# ACTION ITEM
Using the records provided below, locate and copy each line that contains the word "thorax".

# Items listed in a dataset
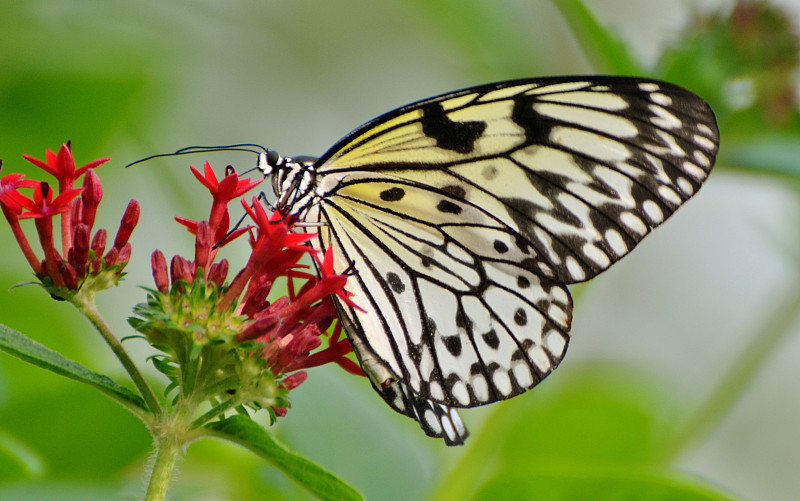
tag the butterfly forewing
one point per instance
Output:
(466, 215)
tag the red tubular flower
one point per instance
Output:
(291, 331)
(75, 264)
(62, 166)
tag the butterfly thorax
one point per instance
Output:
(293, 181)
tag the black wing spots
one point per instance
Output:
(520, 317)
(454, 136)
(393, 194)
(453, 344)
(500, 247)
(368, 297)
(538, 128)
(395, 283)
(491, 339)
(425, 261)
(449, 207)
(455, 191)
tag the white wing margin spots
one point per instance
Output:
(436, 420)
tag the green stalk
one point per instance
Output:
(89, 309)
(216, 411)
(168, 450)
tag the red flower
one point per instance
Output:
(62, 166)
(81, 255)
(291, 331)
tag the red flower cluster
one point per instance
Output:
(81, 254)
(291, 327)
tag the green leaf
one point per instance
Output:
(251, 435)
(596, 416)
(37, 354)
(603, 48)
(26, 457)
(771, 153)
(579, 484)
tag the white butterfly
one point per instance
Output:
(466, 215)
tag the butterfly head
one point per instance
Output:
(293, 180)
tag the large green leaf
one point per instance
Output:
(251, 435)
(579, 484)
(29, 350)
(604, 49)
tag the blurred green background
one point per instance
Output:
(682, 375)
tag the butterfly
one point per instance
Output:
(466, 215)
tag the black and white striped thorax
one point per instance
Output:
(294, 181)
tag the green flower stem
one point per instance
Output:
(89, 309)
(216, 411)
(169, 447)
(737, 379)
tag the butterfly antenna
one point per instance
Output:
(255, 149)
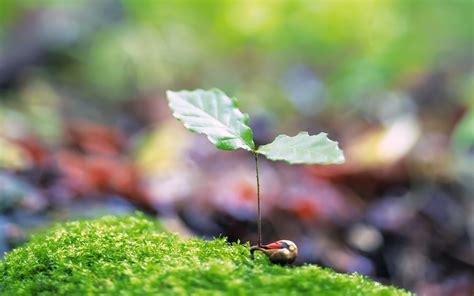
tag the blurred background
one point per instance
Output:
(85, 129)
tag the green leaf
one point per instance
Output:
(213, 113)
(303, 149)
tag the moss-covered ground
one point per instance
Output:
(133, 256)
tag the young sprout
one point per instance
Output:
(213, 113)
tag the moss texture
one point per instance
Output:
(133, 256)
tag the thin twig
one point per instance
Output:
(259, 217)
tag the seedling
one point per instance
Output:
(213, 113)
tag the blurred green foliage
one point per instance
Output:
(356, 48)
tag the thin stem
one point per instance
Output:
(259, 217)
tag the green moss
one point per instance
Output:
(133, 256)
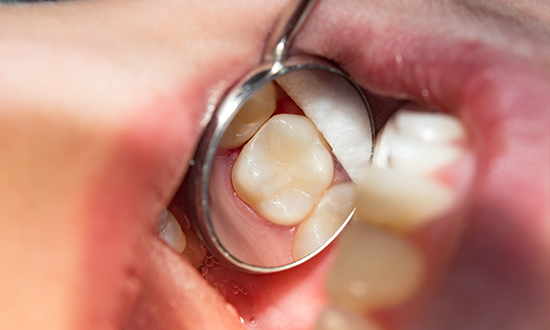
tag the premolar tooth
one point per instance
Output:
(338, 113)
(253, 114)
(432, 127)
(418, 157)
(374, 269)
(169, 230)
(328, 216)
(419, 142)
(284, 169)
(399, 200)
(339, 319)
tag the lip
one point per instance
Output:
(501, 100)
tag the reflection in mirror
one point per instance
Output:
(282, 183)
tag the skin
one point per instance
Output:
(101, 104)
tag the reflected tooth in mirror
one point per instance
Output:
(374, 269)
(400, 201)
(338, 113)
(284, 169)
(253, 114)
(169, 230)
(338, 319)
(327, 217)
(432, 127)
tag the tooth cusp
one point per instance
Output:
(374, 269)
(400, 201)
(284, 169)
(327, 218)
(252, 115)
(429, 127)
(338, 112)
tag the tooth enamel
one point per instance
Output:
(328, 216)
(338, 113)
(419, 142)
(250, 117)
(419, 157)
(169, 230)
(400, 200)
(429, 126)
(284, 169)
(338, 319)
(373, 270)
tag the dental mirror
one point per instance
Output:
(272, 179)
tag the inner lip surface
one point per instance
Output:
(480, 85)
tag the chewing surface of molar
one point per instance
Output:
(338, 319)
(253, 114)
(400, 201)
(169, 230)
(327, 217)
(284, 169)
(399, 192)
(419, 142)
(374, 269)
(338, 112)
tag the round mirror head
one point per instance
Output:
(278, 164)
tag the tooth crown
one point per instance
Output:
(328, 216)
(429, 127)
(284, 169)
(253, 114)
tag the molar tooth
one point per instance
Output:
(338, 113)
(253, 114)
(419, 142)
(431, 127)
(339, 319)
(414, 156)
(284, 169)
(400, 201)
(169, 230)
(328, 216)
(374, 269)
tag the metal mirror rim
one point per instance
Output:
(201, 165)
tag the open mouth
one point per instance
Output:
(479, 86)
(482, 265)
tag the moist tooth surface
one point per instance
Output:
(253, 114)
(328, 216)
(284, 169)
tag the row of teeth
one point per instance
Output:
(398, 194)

...

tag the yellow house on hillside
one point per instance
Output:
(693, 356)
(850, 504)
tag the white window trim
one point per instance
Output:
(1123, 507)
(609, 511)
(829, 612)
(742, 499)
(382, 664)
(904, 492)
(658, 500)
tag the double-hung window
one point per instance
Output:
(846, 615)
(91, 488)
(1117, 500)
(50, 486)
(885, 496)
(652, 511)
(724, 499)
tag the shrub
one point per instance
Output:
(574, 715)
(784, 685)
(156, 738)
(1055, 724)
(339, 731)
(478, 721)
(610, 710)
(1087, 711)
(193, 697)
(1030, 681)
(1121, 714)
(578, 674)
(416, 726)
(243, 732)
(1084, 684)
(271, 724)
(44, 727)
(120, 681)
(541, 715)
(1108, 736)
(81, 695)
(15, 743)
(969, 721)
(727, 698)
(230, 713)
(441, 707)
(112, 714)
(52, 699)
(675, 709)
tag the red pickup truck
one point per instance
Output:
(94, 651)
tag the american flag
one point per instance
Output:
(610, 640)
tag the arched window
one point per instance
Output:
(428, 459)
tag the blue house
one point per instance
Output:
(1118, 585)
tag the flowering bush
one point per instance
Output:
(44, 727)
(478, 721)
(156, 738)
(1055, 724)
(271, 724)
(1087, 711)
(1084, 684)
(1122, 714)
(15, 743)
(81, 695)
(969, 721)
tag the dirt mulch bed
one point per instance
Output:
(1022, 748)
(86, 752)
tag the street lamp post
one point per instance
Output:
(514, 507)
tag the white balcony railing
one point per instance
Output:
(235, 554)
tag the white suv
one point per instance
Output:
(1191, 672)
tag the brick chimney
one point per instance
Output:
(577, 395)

# YOUR RESPONSE
tag the butterfly thorax
tag the black and white striped thorax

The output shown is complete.